--- Start of Given data ---

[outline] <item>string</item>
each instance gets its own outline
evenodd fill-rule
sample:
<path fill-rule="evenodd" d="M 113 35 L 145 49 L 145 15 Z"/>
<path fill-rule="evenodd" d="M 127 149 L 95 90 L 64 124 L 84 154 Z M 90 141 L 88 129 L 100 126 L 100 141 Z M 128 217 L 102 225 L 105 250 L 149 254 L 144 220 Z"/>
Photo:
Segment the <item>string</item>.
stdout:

--- End of Given data ---
--- Start of Given data ---

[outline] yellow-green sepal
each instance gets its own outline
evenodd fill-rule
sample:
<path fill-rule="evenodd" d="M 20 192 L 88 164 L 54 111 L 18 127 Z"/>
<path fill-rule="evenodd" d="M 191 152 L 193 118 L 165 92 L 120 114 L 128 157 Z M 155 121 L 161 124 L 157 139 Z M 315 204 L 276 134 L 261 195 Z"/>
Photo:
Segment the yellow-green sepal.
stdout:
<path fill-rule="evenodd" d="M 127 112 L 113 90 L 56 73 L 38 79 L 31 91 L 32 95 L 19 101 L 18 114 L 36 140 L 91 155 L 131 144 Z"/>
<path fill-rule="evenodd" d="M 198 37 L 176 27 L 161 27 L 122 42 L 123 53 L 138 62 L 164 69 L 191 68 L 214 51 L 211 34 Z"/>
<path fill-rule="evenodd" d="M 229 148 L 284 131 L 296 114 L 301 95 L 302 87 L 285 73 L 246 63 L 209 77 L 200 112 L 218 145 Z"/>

--- End of Given data ---

**Given request**
Convert the stretch from the line containing "[outline] yellow-green sepal" through the line containing "229 148 L 284" into a Markdown table with the columns No. and Line. Number each row, skip any blank lines, and include only that stretch.

**Finished task**
| No. | Line |
|---|---|
| 1 | [outline] yellow-green sepal |
| 2 | each instance gets its own outline |
| 3 | evenodd fill-rule |
| 4 | sample: |
| 5 | <path fill-rule="evenodd" d="M 20 192 L 88 164 L 54 111 L 18 127 Z"/> |
| 6 | <path fill-rule="evenodd" d="M 191 152 L 193 118 L 165 92 L 120 114 L 128 157 Z M 155 121 L 161 124 L 157 139 Z M 315 204 L 276 134 L 261 195 Z"/> |
| 7 | Photo: |
| 8 | Segment the yellow-green sepal. |
| 9 | stdout: |
| 10 | <path fill-rule="evenodd" d="M 127 112 L 113 90 L 56 73 L 38 79 L 31 91 L 32 95 L 19 101 L 18 114 L 36 140 L 91 155 L 131 144 Z"/> |
| 11 | <path fill-rule="evenodd" d="M 198 37 L 176 27 L 161 27 L 122 42 L 123 53 L 138 62 L 164 69 L 191 68 L 214 51 L 211 34 Z"/> |
| 12 | <path fill-rule="evenodd" d="M 229 148 L 284 131 L 296 114 L 301 95 L 302 87 L 285 73 L 246 63 L 209 77 L 200 112 L 218 145 Z"/> |